### Source passage
So far I've been to Keble College, Christ Church, and a bit of the New College, and each college is breath-taking. I'm hoping to get in a few more colleges before we leave on Friday. We even attended the Sung Evensong at Christ Church Cathedral on Tuesday, which wasn't quite as impressive as the service at Westminster Abbey, but still pretty cool. Plus, we've done a lot of walking around, taking photos, shopping, trying to find the cheapest ways to eat, sliding through museums, and a little bit of getting purposely lost in order to see more. It's wonderful.
Radcliffe Camera, apparently one of the most photographed buildings in Oxford. I can understand why, plus the fact that it sneaks into the backgrounds of pictures of other buildings nearby...
And, did I mention? This is where Lewis and Tolkien formed the Inklings and met in pubs to discuss their writing. I dropped into the Eagle and Child pub and took pictures and stood and marveled, but the food was too expensive for me to justify eating there. However, across the street the Lamb and the Flag was also used by the Inklings, and I managed to afford a nice ham sandwich. Then I just sat in the pub and wrote out four pages of my thoughts as my mind wrapped around the fact that I was sitting in the very place that Lewis and Tolkien read their stories. So incredibly unbelievable. I just cannot hold in how excited I am to be in the place where my heroes actually lived.
Eagle and Child. I am still amazed.


Tomorrow I'm planning on finding the Kilns, where Lewis lived, and then Holy Trinity Church to see his grave. I'm so excited to follow him even more and see how many of his words will drip down and influence my own writing and my own stories. I can just feel the creativity in this place (did I mention Lewis Carrol was also an Oxford don? Lots of Alice in Wonderland exhibits in all the museums) and I am quite sure my writing can only improve as I result of being here.
This was inside the Eagle and Child, so of course when we got back at night we watched the first half of the Lord of the Rings and went crazy when this part actually came up.

Excerpts of bounding box data:
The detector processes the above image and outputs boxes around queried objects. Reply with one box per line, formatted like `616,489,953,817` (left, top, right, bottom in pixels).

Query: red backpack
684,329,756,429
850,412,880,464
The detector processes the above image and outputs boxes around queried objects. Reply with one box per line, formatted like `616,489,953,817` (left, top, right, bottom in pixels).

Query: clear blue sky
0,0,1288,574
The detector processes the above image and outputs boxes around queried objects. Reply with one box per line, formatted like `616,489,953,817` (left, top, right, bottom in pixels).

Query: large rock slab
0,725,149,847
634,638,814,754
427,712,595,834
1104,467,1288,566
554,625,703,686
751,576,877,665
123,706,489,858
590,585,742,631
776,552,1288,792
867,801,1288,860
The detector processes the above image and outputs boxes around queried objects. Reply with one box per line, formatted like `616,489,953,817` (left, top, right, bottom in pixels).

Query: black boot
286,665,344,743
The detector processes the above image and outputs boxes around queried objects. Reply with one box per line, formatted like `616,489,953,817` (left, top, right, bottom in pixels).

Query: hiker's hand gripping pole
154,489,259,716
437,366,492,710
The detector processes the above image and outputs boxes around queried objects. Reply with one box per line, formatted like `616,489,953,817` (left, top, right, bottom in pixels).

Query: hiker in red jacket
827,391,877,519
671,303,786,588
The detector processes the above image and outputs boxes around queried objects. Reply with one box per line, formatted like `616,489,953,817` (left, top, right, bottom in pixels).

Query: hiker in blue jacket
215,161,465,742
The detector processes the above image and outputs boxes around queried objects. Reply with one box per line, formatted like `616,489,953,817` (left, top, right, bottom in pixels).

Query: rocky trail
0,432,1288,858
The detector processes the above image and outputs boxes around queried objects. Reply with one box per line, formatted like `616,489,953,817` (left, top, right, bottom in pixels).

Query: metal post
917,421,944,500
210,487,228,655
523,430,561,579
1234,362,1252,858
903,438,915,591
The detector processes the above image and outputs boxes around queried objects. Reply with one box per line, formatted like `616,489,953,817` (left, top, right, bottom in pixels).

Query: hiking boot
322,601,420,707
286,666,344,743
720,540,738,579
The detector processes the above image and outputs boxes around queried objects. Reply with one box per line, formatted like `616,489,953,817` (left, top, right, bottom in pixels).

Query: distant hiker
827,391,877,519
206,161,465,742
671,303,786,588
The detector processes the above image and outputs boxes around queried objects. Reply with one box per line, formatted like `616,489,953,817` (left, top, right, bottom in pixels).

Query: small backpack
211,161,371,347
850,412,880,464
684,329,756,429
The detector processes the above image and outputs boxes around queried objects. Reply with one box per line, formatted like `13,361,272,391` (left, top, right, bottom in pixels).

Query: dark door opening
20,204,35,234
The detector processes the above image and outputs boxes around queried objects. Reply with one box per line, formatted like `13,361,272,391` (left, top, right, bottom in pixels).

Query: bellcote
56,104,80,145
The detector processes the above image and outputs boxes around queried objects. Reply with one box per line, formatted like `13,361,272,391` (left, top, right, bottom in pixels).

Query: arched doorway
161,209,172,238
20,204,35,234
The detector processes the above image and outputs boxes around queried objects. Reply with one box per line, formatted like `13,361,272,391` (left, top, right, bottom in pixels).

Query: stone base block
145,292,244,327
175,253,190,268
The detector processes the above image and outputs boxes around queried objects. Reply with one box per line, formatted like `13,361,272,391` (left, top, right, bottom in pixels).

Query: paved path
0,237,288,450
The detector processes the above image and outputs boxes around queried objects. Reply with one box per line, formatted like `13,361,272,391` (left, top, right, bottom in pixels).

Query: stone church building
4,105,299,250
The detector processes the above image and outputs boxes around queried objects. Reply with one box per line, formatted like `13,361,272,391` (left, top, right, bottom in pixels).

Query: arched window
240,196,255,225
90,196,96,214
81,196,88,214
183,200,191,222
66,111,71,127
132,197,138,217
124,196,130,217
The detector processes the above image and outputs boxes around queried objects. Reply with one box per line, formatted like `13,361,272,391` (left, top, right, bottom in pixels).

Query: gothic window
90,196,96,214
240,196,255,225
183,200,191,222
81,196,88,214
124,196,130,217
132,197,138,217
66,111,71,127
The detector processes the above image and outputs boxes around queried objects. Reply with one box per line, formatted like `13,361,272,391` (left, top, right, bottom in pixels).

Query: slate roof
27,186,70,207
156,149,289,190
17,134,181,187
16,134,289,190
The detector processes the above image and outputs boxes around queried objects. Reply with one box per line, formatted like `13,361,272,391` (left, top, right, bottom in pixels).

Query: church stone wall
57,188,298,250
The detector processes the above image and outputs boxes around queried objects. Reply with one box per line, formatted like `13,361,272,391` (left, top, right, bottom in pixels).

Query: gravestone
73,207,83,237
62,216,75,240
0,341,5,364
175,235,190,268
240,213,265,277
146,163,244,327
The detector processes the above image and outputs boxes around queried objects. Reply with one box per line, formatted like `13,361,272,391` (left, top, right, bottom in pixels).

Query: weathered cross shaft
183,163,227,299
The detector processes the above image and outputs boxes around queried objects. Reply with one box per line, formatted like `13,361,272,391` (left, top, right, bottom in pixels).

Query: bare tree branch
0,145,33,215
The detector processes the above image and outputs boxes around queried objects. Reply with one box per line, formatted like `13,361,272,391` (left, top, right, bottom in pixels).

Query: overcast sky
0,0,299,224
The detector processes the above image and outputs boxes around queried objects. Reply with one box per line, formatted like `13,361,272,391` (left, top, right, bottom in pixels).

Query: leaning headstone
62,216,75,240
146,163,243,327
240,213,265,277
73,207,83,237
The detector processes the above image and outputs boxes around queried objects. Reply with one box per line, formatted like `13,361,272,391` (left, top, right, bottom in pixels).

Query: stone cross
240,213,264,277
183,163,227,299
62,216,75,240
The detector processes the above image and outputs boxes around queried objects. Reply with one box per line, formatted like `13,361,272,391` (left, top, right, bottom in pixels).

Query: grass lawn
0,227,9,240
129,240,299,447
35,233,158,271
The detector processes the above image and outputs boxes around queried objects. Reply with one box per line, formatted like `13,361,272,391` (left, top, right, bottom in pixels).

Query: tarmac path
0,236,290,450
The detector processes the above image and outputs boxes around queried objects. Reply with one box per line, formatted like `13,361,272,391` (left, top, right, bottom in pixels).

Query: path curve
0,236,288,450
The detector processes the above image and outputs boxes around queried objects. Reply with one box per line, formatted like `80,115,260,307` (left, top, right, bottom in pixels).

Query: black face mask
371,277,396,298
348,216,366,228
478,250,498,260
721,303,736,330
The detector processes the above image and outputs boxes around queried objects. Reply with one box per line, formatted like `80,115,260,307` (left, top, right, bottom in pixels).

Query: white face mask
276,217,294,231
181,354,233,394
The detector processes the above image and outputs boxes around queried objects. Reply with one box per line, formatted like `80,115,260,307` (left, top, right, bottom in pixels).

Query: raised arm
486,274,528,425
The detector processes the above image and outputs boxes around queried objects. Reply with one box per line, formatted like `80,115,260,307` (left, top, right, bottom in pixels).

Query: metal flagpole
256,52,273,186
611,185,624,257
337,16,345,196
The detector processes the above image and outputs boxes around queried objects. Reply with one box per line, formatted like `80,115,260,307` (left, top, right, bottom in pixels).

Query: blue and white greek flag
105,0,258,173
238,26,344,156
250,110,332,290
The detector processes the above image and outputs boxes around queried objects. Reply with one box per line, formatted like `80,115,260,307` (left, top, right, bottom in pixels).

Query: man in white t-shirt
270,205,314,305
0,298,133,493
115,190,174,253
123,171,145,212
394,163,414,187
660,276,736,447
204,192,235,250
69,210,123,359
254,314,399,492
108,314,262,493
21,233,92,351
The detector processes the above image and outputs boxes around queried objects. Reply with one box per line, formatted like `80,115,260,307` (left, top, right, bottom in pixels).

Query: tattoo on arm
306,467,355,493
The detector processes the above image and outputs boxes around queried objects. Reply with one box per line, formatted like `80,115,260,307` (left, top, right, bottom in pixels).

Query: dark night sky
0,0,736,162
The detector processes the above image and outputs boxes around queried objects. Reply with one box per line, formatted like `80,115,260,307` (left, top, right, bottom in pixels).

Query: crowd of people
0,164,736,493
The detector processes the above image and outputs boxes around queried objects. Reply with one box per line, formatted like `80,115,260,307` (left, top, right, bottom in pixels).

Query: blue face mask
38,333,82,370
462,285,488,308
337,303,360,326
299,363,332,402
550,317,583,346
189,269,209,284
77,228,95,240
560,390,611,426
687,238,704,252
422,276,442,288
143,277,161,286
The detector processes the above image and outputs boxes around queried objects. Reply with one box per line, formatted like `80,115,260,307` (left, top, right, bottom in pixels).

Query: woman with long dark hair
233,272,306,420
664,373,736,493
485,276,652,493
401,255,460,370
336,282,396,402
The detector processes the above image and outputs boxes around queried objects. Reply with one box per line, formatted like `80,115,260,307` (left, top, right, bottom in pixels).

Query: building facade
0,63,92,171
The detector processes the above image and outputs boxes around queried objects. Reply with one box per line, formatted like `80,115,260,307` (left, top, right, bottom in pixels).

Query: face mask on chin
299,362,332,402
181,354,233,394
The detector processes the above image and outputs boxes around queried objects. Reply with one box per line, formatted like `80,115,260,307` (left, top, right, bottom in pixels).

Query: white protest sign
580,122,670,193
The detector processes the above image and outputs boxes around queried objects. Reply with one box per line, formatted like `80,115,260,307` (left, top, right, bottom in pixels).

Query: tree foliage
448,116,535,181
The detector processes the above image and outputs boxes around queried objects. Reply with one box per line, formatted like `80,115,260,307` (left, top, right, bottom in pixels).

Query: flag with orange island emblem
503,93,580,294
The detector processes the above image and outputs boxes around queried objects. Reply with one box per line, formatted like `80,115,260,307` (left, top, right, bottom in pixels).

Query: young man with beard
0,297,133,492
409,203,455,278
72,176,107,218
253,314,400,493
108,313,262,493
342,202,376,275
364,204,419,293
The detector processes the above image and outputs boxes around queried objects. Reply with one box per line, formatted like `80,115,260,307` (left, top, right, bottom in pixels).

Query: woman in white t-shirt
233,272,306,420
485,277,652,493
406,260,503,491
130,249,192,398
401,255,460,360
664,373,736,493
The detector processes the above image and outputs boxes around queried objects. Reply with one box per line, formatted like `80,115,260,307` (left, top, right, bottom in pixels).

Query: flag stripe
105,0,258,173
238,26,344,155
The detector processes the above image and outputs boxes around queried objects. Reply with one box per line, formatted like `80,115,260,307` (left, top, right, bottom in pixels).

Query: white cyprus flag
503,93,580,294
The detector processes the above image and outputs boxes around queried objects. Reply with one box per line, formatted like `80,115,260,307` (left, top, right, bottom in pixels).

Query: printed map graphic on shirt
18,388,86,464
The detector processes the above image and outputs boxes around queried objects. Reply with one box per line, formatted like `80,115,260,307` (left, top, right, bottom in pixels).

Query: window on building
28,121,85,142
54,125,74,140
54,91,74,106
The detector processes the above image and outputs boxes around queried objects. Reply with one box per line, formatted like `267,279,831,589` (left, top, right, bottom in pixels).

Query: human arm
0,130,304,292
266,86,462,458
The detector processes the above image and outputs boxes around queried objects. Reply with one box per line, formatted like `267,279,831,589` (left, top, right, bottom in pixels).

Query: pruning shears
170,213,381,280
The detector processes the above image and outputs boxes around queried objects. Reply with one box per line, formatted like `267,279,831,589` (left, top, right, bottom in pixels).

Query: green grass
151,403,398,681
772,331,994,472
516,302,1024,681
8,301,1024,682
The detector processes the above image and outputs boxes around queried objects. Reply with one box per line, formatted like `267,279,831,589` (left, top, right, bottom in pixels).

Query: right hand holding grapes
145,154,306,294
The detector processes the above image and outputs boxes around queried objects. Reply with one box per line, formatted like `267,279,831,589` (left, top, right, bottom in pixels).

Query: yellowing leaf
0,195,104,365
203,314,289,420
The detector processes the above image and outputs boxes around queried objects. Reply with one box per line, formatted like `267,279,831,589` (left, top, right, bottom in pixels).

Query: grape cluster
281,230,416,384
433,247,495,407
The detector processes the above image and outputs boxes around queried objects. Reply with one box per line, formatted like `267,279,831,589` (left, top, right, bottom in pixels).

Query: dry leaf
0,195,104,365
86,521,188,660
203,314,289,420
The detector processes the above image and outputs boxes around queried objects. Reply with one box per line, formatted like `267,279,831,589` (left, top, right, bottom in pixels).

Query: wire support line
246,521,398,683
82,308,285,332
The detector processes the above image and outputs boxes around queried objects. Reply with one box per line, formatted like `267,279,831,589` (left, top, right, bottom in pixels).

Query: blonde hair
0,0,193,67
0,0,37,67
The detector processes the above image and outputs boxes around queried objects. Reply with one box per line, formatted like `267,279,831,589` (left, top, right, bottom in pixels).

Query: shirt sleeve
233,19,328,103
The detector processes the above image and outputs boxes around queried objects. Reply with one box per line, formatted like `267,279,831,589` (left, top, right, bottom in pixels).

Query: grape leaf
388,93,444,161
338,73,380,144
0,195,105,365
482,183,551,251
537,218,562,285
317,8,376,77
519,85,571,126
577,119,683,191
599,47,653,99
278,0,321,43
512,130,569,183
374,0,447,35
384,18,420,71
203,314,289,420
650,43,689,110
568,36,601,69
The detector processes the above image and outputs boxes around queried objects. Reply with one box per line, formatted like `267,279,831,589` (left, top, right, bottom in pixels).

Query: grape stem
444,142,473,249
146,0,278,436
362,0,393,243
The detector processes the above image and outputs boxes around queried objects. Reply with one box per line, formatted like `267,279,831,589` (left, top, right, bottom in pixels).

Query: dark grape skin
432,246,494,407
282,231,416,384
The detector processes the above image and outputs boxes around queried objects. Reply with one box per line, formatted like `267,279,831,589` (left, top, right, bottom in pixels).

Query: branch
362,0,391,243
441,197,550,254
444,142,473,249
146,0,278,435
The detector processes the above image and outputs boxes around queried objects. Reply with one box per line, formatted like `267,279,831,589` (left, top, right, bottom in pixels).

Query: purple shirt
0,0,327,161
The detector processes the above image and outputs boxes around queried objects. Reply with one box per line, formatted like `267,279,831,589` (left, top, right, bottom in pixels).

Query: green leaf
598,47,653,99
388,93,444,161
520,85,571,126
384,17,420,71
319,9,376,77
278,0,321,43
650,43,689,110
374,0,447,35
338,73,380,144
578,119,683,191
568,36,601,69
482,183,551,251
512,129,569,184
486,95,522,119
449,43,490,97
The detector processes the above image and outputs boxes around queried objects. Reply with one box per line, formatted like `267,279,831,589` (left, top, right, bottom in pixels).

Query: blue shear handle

### Objectives
1) Write out the part of the Oxford post starting at "So far I've" and ending at "more. It's wonderful.".
2) Answer these questions from the Oxford post.
(a) On what day did the writer attend Sung Evensong at Christ Church Cathedral?
(b) Which pub across the street from the Eagle and Child was also used by the Inklings?
(c) Where does the writer plan to go to see Lewis's grave?

### Response list
1)
So far I've been to Keble College, Christ Church, and a bit of the New College, and each college is breath-taking. I'm hoping to get in a few more colleges before we leave on Friday. We even attended the Sung Evensong at Christ Church Cathedral on Tuesday, which wasn't quite as impressive as the service at Westminster Abbey, but still pretty cool. Plus, we've done a lot of walking around, taking photos, shopping, trying to find the cheapest ways to eat, sliding through museums, and a little bit of getting purposely lost in order to see more. It's wonderful.

2)
(a) Tuesday
(b) The Lamb and the Flag
(c) Holy Trinity Church